• [Text]:
Re: [PROPOSAL] Spark stage resubmission for shuffle fetch failure

Keyong Zhou Thu, 19 Oct 2023 08:04:07 -0700

In fact, I'm wondering if Spark will rerun the whole reduce ShuffleMapStage
if its upstream ShuffleMapStage is INDETERMINATE and rerun.


Keyong Zhou <zho...@apache.org> 于2023年10月19日周四 23:00写道：

> Thanks Erik for bringing up this question, I'm also curious about the
> answer, any feedback is appreciated.
>
> Thanks,
> Keyong Zhou
>
> Erik fang <fme...@gmail.com> 于2023年10月19日周四 22:16写道：
>
>> Mridul,
>>
>> sure, I totally agree SPARK-25299 is a much better solution, as long as we
>> can get it from spark community
>> (btw, private[spark] of RDD.outputDeterministicLevel is no big deal,
>> celeborn already has spark-integration code with  [spark] scope)
>>
>> I also have a question about INDETERMINATE stage recompute, and may need
>> your help
>> The rule for INDETERMINATE ShuffleMapStage rerun is reasonable, however, I
>> don't find related logic for INDETERMINATE ResultStage rerun in
>> DAGScheduler
>> If INDETERMINATE ShuffleMapStage got entirely recomputed, the
>> corresponding ResultStage should be entirely recomputed as well, per my
>> understanding
>>
>> I found https://issues.apache.org/jira/browse/SPARK-25342 to rollback a
>> ResultStage but it was not merged
>> Do you know any context or related ticket for INDETERMINATE ResultStage
>> rerun?

• [Exercise goal]: Rewrite the thread from "Keyong Zhou <zho...@apache.org>" to "feedback is appreciated.", replacing "curious" with "interested". The rows that come next have no connection to the thread.

• [Material supplied]:
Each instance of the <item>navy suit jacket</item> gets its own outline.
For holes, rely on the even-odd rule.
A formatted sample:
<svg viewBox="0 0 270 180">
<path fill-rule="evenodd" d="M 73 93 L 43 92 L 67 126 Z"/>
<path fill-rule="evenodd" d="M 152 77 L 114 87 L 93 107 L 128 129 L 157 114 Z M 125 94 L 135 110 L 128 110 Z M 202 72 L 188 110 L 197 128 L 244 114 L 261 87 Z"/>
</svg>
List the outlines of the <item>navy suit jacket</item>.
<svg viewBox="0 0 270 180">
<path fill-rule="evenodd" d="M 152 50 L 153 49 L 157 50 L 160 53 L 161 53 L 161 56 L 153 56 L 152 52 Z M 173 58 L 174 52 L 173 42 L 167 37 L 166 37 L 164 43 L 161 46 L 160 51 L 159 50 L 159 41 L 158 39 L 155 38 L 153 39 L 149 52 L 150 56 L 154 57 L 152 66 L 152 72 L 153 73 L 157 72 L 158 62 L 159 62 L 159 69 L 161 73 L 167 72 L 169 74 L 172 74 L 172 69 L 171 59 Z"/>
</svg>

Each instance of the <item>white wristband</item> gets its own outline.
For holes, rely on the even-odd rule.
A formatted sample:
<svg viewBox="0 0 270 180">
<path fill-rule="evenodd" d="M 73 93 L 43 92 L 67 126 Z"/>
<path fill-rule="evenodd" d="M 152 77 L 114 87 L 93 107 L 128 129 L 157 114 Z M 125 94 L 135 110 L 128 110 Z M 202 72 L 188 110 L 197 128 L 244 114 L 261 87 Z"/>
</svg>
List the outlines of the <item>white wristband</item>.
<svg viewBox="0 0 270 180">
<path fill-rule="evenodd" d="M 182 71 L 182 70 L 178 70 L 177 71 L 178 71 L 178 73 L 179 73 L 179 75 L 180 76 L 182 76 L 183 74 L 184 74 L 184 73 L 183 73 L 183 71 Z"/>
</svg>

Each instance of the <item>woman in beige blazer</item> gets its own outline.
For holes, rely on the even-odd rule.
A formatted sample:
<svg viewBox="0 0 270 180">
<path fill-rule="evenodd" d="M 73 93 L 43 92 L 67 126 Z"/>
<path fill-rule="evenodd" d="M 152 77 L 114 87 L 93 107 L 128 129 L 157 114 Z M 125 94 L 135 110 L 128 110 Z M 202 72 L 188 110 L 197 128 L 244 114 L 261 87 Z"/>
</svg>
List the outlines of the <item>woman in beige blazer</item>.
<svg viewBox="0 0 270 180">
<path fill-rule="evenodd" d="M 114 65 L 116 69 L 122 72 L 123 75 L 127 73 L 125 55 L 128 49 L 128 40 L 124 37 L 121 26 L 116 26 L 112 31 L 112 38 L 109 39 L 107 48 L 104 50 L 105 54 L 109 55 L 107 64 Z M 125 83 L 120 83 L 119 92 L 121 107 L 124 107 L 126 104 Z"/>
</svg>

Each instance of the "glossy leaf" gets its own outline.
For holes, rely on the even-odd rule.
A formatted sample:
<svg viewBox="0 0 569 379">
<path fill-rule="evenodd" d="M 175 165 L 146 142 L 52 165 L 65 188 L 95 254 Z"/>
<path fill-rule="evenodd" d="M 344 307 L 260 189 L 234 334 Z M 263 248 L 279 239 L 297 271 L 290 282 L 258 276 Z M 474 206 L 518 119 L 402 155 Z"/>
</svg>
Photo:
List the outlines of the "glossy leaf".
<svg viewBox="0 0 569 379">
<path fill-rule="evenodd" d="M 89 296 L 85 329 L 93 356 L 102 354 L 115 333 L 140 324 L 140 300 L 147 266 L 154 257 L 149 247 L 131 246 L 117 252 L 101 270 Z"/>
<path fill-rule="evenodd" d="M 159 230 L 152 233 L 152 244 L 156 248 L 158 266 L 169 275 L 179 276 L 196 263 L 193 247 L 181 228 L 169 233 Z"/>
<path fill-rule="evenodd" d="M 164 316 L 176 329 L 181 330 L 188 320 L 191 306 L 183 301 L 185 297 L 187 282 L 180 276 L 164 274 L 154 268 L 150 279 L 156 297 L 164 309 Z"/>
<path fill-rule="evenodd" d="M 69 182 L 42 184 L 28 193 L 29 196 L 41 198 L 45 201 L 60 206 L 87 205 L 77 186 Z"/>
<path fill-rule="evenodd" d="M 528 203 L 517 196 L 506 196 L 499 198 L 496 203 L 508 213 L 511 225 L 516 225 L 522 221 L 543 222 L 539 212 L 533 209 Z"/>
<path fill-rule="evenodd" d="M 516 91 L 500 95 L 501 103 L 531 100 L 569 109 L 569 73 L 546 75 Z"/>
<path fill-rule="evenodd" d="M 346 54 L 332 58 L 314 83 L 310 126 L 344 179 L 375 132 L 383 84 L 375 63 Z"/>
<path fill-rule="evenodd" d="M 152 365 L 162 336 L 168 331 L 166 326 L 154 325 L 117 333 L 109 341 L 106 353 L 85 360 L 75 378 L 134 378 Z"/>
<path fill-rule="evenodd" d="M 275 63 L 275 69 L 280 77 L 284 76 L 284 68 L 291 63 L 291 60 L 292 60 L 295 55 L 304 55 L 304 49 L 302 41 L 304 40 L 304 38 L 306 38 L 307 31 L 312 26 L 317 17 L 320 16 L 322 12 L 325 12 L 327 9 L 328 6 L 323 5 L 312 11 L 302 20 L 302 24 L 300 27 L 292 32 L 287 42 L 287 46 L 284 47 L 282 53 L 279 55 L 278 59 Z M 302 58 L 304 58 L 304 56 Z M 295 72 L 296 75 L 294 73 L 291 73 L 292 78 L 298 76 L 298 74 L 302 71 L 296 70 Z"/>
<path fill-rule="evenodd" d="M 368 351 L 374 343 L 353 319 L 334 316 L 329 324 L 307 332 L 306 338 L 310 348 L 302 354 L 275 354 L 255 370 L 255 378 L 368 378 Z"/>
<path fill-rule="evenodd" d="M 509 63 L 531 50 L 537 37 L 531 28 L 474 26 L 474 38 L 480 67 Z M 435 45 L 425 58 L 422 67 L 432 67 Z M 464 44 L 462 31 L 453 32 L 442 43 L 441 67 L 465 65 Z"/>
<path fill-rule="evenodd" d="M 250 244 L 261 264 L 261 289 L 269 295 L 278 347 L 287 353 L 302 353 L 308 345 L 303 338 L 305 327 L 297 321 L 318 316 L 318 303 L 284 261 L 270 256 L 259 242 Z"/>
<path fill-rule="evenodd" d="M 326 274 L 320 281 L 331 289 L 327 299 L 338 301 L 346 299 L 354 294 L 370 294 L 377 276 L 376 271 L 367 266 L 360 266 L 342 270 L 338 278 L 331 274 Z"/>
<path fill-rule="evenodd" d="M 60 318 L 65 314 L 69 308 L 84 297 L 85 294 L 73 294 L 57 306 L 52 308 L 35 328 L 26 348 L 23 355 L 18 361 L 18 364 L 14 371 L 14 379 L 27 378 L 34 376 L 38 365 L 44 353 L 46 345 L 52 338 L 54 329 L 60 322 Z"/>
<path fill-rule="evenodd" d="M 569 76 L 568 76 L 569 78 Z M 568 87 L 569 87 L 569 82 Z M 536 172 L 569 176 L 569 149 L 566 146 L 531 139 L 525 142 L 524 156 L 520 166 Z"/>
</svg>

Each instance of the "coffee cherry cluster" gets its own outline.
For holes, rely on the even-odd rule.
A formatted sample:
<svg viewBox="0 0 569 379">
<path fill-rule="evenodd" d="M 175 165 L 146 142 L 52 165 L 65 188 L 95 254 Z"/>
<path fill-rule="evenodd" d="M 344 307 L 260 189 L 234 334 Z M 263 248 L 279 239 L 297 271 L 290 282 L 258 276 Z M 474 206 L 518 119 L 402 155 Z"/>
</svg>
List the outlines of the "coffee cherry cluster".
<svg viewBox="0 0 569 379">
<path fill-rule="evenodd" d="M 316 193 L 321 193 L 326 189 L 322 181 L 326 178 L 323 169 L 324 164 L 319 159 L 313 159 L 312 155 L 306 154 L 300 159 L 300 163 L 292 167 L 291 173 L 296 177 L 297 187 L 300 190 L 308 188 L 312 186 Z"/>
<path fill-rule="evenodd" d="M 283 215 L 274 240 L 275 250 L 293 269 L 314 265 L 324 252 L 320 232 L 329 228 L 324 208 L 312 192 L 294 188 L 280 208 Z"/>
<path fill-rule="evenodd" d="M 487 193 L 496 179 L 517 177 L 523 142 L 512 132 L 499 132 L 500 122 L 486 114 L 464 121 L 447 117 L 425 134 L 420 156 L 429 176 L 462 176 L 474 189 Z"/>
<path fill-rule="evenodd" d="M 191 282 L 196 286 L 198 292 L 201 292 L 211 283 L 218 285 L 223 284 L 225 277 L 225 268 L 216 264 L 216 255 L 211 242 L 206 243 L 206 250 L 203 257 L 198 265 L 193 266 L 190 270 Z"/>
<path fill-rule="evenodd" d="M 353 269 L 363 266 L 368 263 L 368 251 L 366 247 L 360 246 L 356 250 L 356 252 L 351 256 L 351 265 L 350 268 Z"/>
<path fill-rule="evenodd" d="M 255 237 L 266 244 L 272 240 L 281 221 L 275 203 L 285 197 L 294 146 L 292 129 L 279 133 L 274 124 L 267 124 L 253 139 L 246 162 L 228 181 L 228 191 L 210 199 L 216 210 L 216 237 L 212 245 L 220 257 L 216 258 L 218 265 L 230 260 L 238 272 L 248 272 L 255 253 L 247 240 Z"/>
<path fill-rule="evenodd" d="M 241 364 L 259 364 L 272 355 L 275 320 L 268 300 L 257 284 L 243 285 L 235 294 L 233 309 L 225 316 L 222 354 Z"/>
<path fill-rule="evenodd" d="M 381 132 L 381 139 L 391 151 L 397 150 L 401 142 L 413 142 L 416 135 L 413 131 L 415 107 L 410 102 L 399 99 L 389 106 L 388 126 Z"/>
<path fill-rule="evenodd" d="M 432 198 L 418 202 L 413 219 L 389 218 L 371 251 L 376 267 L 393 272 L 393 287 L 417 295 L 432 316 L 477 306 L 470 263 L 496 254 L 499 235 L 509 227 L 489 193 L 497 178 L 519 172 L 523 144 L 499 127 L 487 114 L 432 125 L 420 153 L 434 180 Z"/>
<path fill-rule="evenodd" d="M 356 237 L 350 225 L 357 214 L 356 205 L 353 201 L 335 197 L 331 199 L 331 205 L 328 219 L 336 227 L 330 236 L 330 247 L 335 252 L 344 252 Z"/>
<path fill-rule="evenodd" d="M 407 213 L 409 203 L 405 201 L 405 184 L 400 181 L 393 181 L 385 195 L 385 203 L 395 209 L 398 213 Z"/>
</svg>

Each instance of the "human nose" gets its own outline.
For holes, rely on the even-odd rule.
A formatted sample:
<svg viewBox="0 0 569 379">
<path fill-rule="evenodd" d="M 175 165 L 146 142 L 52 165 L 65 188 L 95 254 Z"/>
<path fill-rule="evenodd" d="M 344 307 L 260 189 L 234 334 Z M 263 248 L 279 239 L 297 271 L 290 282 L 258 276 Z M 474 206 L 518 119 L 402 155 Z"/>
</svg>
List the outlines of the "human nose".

• [Exercise solution]:
Keyong Zhou <zho...@apache.org> 于2023年10月19日周四 23:00写道：

> Thanks Erik for bringing up this question, I'm also interested about the
> answer, any feedback is appreciated.